### REQUEST
Can you reproduce each of the rows below verbatim, leaving every character unchanged?
══ EXTRACTED ENTRIES ══
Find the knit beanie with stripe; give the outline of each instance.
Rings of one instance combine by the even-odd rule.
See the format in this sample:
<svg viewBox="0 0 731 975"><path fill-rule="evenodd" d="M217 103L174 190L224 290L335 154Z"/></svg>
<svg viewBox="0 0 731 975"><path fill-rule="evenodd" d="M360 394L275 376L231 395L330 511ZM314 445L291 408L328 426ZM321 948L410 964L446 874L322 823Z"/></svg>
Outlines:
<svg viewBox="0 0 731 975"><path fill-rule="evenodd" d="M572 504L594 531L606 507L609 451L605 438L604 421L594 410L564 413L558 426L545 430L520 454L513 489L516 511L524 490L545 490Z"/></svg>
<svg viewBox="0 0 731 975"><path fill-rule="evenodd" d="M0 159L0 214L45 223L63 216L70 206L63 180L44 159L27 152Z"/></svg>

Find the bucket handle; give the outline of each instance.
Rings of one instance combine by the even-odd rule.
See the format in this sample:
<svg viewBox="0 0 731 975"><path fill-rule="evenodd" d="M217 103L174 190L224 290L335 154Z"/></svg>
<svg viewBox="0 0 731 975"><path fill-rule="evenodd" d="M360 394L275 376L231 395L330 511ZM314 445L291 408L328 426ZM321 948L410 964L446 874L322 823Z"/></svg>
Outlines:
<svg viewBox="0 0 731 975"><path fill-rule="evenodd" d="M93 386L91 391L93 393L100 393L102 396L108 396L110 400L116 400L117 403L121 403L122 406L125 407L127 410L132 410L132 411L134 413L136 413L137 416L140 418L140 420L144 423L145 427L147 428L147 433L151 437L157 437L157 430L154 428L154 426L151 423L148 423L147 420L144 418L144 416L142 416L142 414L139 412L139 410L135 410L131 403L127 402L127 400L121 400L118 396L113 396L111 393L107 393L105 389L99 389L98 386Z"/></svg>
═══
### THE COMPLETED TASK
Find the knit beanie with stripe; give the outline of each instance.
Rings of one instance combine by the even-odd rule.
See the format in this sample:
<svg viewBox="0 0 731 975"><path fill-rule="evenodd" d="M217 103L174 190L224 290L335 154Z"/></svg>
<svg viewBox="0 0 731 975"><path fill-rule="evenodd" d="M360 394L275 376L231 395L330 511ZM314 445L291 408L328 426ZM321 948L410 964L446 874L322 823Z"/></svg>
Outlines:
<svg viewBox="0 0 731 975"><path fill-rule="evenodd" d="M572 504L594 531L606 507L609 451L605 438L604 421L594 410L564 413L558 426L545 430L520 454L513 489L516 511L524 490L545 490Z"/></svg>
<svg viewBox="0 0 731 975"><path fill-rule="evenodd" d="M0 159L0 214L45 223L63 216L70 206L63 180L44 159L27 152Z"/></svg>

Find the bucket handle; give the outline of each instance.
Rings of one instance combine by the even-odd rule.
See the format in this sample:
<svg viewBox="0 0 731 975"><path fill-rule="evenodd" d="M217 103L174 190L224 290L335 154Z"/></svg>
<svg viewBox="0 0 731 975"><path fill-rule="evenodd" d="M360 394L275 376L231 395L330 511ZM314 445L291 408L328 426ZM321 948L410 964L446 874L322 823Z"/></svg>
Outlines:
<svg viewBox="0 0 731 975"><path fill-rule="evenodd" d="M93 386L91 391L93 393L100 393L102 396L108 396L110 400L116 400L117 403L121 403L122 406L125 407L127 410L132 410L132 411L134 413L136 413L137 416L140 418L140 420L144 423L145 427L147 428L147 433L151 437L157 437L157 430L154 428L154 426L151 423L148 423L147 420L144 418L144 416L142 416L142 414L139 412L139 410L135 410L131 403L127 402L127 400L121 400L118 396L113 396L111 393L107 393L105 389L99 389L98 386Z"/></svg>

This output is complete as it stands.